* Start *

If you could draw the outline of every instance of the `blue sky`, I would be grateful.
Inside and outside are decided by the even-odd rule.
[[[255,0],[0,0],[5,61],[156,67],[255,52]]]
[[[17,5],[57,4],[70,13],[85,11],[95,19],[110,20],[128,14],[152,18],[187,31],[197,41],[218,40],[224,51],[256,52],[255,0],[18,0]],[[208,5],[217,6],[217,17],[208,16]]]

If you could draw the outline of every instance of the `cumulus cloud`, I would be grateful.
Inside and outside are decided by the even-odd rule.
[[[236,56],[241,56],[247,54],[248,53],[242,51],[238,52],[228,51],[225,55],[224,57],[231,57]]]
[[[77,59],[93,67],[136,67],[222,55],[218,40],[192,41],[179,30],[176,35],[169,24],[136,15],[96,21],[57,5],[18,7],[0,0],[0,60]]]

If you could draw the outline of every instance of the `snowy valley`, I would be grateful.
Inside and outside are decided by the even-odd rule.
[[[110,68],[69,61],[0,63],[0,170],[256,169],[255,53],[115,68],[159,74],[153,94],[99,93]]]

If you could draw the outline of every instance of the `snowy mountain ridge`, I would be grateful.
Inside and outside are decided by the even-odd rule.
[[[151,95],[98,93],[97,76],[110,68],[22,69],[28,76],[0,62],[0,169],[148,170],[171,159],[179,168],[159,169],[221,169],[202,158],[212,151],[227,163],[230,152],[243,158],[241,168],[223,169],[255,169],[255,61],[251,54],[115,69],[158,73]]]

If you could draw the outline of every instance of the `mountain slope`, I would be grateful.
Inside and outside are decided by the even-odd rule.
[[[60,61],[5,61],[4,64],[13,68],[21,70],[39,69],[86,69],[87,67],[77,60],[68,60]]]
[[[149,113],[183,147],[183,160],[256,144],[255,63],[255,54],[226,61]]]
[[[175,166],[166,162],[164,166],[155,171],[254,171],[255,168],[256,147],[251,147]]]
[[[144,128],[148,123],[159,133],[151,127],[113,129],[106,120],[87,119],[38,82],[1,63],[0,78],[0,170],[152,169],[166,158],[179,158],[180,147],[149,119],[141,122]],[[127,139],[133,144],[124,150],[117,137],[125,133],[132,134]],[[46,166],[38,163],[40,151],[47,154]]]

* End *

■ **What the exercise asks**
Return each line of the material above that contains the word "every".

■ **Answer to this exercise**
If you could draw the outline of every instance of the `blue sky`, I would be grateful.
If you could draw the outline of every instance of the `cumulus cloud`, I would be grateful.
If you could draw the outline of every instance of the `snowy valley`, I would be grateful.
If you could draw the outline of every instance of the `snowy mountain ridge`, I would be grateful.
If you could draw the outline of every instance of the `mountain slope`, I would be grateful.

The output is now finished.